TASK BRIEF >> Which lines in the entries below contain "brick"? Pick them out and copy each one in full, matching case exactly.

MATERIAL FOR THIS TASK >>
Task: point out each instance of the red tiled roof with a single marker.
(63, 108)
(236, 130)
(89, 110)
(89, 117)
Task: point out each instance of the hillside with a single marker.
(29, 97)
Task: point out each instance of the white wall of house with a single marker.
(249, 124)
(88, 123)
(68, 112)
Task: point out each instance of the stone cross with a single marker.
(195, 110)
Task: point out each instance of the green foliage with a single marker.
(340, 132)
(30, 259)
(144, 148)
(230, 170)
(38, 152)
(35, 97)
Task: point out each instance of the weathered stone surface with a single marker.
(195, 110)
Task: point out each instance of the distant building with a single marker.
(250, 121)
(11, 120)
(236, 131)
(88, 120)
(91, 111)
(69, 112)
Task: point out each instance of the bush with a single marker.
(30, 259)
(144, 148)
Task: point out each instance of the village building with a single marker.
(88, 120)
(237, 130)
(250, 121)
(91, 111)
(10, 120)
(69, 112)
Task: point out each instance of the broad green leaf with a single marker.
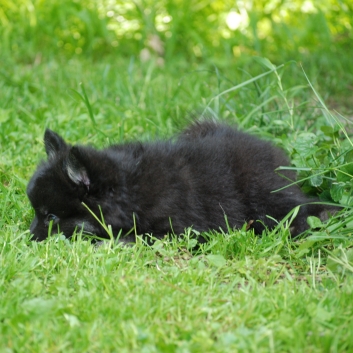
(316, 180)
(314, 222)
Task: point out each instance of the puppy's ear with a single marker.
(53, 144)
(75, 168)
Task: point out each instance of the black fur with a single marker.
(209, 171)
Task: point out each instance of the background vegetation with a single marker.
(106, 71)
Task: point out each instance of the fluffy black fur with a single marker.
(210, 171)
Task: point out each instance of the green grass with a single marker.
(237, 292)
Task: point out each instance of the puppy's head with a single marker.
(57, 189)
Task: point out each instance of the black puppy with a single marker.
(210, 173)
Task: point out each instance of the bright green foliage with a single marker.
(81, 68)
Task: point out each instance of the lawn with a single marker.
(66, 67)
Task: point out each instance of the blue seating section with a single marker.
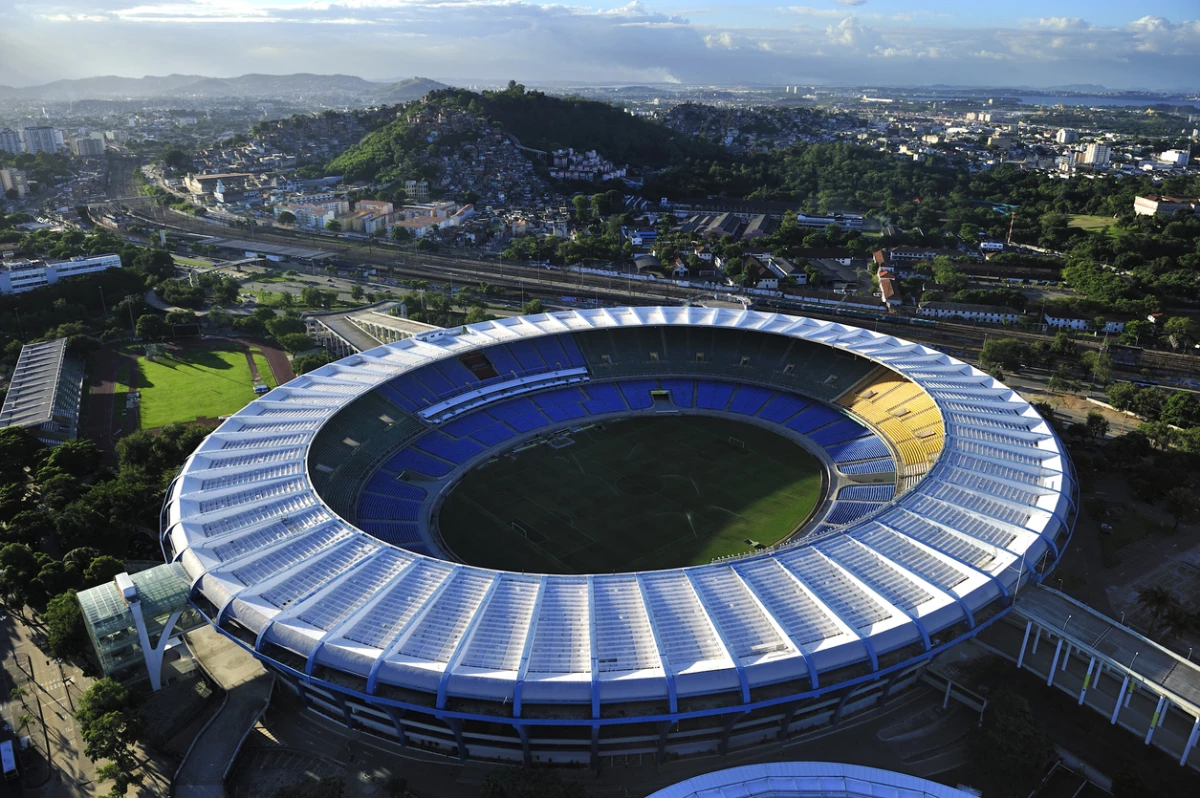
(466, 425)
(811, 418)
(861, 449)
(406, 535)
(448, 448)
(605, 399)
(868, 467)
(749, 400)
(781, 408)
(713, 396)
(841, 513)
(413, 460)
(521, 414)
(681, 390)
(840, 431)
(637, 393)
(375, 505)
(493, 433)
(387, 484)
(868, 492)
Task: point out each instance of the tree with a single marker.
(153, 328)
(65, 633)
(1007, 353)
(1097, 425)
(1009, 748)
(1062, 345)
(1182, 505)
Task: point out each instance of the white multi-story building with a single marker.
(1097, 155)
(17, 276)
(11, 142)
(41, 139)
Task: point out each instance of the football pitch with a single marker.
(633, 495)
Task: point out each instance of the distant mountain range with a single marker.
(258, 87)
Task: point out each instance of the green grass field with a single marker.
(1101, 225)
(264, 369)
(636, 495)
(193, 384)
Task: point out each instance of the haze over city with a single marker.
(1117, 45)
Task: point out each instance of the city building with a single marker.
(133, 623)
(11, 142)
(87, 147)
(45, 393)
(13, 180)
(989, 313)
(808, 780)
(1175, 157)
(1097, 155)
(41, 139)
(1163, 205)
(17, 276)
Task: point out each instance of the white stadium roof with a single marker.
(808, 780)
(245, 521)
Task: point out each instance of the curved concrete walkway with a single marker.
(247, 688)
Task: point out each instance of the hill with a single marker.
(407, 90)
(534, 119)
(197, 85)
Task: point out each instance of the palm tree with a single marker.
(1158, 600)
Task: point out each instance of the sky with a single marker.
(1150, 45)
--
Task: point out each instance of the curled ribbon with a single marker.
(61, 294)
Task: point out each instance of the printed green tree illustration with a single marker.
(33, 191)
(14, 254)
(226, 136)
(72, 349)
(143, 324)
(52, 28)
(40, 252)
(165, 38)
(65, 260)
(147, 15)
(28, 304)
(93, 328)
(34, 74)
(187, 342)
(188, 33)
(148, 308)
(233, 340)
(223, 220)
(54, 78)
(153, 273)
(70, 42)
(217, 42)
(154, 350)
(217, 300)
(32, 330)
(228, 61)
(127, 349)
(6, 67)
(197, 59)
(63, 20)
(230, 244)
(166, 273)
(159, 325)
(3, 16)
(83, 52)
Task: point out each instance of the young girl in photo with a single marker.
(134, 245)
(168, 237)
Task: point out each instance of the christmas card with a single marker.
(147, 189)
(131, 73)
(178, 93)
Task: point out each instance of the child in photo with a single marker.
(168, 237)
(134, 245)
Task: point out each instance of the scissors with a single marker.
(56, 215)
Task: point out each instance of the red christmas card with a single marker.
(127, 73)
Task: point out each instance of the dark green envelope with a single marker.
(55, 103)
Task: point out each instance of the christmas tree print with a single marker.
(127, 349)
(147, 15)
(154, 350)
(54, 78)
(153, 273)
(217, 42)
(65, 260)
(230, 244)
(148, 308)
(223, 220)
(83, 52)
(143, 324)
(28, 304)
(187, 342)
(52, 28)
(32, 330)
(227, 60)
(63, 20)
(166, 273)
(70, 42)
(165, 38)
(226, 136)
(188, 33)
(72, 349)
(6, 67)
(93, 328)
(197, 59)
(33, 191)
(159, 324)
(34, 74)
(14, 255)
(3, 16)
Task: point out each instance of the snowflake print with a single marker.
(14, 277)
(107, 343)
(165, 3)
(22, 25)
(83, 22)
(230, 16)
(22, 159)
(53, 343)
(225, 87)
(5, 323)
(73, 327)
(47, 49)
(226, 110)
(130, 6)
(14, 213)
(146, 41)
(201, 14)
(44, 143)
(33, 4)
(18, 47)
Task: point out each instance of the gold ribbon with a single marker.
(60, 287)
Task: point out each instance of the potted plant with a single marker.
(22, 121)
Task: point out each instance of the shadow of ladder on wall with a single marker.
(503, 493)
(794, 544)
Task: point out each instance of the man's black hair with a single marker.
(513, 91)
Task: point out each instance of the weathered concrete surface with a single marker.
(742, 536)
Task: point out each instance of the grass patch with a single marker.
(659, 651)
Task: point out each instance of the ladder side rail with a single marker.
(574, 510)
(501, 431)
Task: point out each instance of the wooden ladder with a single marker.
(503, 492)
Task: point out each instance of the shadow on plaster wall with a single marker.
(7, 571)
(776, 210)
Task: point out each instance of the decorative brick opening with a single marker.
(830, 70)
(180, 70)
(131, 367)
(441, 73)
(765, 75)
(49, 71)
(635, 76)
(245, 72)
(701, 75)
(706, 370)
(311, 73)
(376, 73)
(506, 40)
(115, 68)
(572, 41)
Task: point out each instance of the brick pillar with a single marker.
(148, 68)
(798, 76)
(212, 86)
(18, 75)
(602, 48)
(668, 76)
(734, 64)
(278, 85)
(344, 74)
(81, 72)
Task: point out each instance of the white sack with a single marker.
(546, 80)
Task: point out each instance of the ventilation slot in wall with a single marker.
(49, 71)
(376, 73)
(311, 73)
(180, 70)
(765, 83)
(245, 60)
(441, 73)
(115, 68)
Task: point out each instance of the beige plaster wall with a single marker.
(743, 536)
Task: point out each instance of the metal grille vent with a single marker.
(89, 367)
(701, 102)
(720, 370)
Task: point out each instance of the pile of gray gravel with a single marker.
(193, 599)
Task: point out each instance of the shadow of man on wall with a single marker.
---
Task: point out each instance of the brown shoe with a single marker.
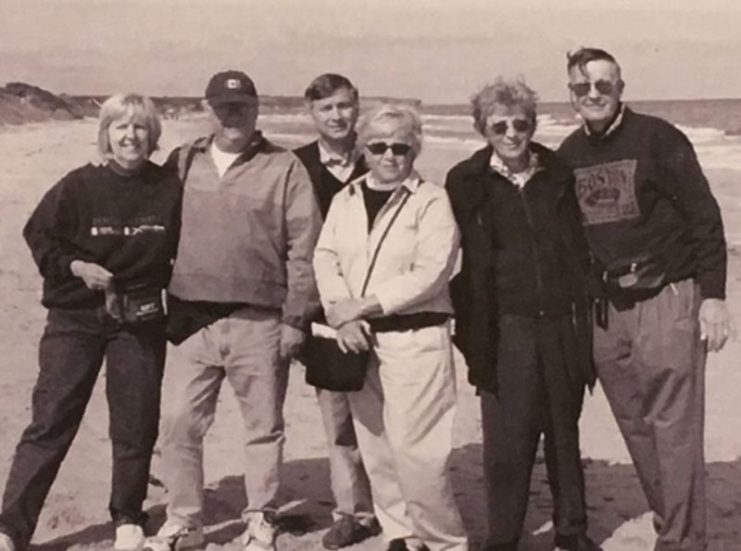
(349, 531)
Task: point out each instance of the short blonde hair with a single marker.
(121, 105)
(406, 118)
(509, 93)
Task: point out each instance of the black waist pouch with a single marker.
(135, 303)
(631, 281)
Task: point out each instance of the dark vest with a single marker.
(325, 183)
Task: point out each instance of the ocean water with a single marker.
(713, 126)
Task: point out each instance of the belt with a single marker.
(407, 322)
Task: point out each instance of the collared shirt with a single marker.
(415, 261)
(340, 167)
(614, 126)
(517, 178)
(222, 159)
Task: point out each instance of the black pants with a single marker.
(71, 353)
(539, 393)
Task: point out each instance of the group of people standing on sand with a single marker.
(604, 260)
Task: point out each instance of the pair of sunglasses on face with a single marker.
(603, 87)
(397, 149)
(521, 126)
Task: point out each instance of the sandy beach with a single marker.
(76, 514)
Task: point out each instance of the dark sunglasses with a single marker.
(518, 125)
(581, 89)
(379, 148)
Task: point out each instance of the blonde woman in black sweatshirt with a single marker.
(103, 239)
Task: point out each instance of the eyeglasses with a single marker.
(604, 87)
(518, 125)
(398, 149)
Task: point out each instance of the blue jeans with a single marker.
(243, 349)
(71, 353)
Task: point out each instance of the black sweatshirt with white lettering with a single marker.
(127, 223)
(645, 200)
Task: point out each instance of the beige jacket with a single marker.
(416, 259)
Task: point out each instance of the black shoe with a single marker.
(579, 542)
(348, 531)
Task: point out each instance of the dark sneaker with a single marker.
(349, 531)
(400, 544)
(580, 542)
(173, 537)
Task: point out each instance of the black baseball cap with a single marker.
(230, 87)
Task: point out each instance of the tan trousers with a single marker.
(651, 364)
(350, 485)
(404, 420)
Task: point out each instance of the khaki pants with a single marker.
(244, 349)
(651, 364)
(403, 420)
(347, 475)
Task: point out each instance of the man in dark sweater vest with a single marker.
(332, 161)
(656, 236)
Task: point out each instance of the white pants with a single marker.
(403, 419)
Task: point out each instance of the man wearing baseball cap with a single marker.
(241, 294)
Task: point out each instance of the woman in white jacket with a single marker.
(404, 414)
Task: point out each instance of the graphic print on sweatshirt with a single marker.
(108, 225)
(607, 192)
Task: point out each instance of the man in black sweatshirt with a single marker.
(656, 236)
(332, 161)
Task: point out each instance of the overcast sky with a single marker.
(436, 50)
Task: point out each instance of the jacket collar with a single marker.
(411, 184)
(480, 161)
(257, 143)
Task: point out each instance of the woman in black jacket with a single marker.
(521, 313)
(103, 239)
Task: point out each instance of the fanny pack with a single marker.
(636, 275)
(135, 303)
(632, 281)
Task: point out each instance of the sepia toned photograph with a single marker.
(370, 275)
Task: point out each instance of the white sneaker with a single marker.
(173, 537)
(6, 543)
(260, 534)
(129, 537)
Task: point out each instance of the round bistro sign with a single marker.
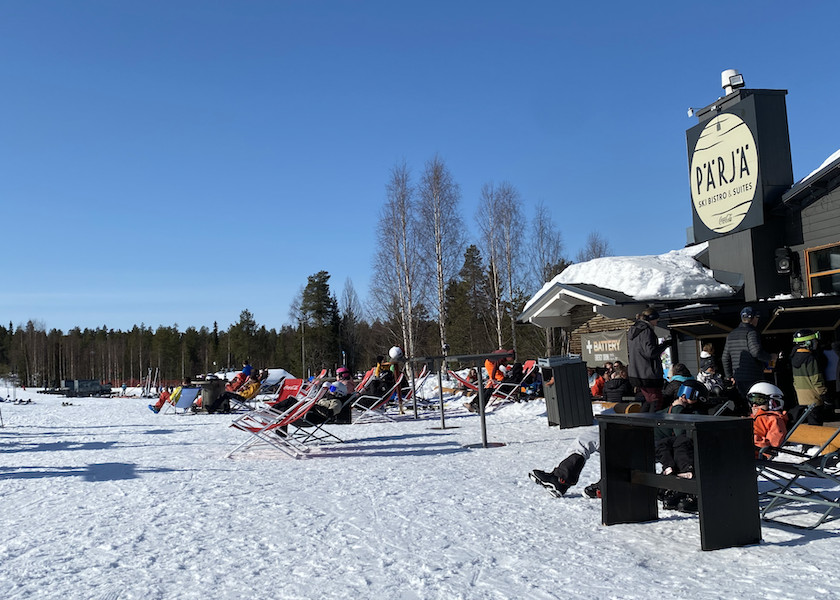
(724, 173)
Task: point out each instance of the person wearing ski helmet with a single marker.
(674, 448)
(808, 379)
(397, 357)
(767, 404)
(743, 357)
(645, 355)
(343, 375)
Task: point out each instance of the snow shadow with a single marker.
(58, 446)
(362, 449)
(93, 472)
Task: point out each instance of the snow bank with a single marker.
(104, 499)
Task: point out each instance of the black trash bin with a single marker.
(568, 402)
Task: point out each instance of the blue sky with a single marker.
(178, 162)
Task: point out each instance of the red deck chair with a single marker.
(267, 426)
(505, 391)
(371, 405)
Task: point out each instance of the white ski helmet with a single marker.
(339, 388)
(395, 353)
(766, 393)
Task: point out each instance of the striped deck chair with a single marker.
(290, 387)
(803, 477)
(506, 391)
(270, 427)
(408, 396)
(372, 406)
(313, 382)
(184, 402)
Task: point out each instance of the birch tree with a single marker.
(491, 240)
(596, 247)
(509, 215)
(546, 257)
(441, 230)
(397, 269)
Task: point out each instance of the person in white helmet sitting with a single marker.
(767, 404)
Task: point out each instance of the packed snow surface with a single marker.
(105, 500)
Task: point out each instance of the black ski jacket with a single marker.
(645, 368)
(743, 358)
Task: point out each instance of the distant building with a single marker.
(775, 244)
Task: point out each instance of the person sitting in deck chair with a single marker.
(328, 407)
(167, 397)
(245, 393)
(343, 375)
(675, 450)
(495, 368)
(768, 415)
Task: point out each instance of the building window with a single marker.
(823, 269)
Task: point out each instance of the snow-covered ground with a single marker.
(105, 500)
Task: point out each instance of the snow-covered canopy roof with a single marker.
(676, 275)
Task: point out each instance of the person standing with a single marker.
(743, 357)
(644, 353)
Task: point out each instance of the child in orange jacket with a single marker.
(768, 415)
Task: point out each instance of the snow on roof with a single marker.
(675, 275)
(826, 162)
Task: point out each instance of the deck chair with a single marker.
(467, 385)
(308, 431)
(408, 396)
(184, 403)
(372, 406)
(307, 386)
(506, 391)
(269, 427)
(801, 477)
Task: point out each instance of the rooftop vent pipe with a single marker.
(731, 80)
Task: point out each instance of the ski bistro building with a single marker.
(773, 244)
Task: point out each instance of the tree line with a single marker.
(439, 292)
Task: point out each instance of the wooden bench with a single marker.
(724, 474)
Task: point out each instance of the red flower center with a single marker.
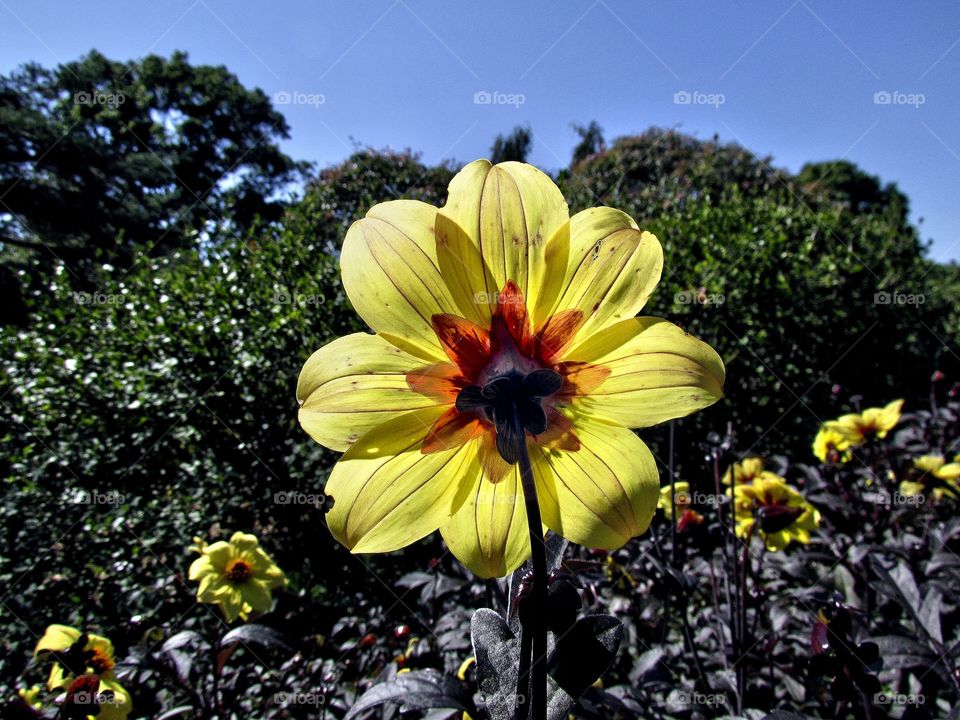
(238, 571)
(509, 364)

FINAL RESULT >>
Task: point out each instance of the decorative brick opening with a single marker.
Task: point out each instance of the brick pillar with a single marker.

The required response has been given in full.